(Text segment Opens)

“American pop culture is stupid. It takes Jeremy Lin to make the media go hog wild.”
These are the words of famed civil rights journalist K.W. Lee on the New York Knicks point guard. Lee, a Korean American, is not impressed with his fellow Asian American’s rise to fame in both the Asian community and the sports arena. As the first Asian immigrant to work for mainstream daily publications in the U.S., Lee has not only brought attention to such social issues as the Civil Rights Movement of the 1960s, but his work in the field of investigative journalism helped to organize one of the earliest pan-Asian American movements.
Kyung Won Lee was born June 1, 1928 in south central Kaesong, North Korea amid the Japanese colonization of Korea. As a student, Lee experienced what he refers to as “Japanization.” His high school was known for extreme hazing.
“What blacks experienced in the Deep South with integration into Jim Crow schools was a summer picnic compared to my high school experience,” Lee said of his integration into an all-Japanese high school in 1941.
In 1950, he immigrated to the United States to study journalism at West Virginia University.
“In America, anything is possible. In 1950, I had nothing in my pockets,” he said. “I had no fear of starving tomorrow.”
With that mindset, Lee went on to receive his master’s degree from the University of Illinois in 1955. In 1956, he embarked on a lifelong career in journalism that started with newspapers such as the Kingsport Times-News in Tennessee and the Charleston Gazette in West Virginia, the latter of which he became the first Asian immigrant to write for a daily American newspaper.

(Text segment Closes)

Continue the profile of journalist K.W. Lee from the point where it stops.

(Extracted data Opens)

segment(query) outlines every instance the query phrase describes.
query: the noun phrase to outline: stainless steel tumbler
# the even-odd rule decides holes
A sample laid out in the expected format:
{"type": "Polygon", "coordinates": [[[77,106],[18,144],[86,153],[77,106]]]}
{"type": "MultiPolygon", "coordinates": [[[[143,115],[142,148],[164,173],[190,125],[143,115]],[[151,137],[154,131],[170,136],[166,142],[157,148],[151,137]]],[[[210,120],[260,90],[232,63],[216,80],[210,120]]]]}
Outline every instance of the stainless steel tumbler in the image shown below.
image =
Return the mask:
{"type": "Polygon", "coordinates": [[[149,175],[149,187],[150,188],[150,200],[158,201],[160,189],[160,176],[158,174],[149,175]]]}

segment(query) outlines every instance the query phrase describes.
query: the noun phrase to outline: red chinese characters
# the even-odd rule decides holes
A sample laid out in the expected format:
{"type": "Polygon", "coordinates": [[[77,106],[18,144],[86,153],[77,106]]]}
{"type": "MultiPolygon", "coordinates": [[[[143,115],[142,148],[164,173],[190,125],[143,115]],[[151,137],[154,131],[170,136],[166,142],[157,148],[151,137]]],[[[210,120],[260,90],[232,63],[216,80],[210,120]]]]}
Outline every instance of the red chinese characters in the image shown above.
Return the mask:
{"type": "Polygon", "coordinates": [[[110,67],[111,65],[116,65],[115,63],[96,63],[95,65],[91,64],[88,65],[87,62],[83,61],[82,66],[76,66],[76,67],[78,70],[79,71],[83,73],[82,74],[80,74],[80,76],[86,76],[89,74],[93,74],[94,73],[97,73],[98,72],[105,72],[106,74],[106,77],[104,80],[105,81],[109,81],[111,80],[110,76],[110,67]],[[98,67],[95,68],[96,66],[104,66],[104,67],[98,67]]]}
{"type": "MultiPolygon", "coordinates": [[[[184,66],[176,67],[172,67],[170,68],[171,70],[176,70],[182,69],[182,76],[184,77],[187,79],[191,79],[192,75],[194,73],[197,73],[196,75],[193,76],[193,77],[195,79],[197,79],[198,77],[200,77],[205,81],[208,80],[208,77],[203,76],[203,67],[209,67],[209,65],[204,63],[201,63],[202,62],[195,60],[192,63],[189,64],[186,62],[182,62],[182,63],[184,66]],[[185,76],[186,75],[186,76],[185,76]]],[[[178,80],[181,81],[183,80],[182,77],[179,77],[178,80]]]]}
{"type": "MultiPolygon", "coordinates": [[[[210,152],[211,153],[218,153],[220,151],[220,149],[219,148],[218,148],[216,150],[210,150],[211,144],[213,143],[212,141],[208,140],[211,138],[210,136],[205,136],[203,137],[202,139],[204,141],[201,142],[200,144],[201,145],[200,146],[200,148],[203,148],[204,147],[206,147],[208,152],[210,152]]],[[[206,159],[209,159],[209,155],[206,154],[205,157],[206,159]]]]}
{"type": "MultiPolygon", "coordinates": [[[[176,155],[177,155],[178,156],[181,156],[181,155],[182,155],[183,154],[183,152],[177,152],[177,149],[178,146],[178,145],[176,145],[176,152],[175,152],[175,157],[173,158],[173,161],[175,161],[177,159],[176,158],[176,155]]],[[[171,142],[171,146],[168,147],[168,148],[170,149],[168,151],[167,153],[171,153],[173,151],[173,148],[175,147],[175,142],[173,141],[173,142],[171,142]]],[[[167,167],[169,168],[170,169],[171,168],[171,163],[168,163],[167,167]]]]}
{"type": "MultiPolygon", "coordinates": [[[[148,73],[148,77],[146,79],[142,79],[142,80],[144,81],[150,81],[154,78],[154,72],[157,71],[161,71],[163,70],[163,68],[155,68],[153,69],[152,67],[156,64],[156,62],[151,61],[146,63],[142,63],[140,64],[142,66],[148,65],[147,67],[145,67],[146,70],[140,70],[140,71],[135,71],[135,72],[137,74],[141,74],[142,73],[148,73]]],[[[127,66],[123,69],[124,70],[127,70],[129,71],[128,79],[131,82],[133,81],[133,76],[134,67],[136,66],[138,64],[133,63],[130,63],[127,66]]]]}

(Extracted data Closes)

> _Answer box_
Throughout his career, Lee has paid special attention to social injustices. In addition to the Civil Rights Movement, he has covered such stories as black lung disease among coal miners in the Appalachian Mountains; the 1992 L.A. riots; and the infamous Chol Soo Lee case during the 1970s in which a series of over 100 investigative articles that Lee wrote acquitted Chol Soo Lee, a wrongfully convicted Korean immigrant on death row for murder. His series initiated the Free Chol Soo Lee Defense Committee, one of the first Asian American justice movements to sweep the nation. Furthermore, through his work, Lee helped foster a political voice for Korean Americans and facilitate community organization. In 1998, Lee donated the Chol Soo Lee papers to UC Davis, where they are now archived.
“He gave a voice to the voiceless before anyone else did,” said Stephen Magagnini, UC Davis journalism lecturer and senior writer for The Sacramento Bee.
Richard Kim, assistant professor of Asian American studies at UC Davis and author of A Conversation with Chol Soo Lee and K.W. Lee, agreed.
“His work has been guided by an unwavering commitment to social justice for all peoples. In his pursuit of the common good, he has sought to uncover cases of corruption, injustice, and misuse of power of those who have been entrusted to serve the public good,” Kim said.
Kim admires Lee’s work.
“His commitment to issues of social justice has always been pursued by a strong sense of journalistic integrity, to make sure he got the story right,” Kim said. “He has carried himself with great dignity and humility despite his many achievements in the field of journalism.”
In 1972, Lee founded Koreatown Weekly, an English-language Korean American publication that was the first of its kind in the nation, and in 1990, he established the Korea Times English Edition. Yet despite all of Lee’s work and influence within the Asian American community, he remains unsatisfied with the representation, or lack thereof, of Asians in the media.
“Still, America is held up in this black-and-white paradigm: minorities versus majorities. The American tragedy is that we’re missing the Asian world.”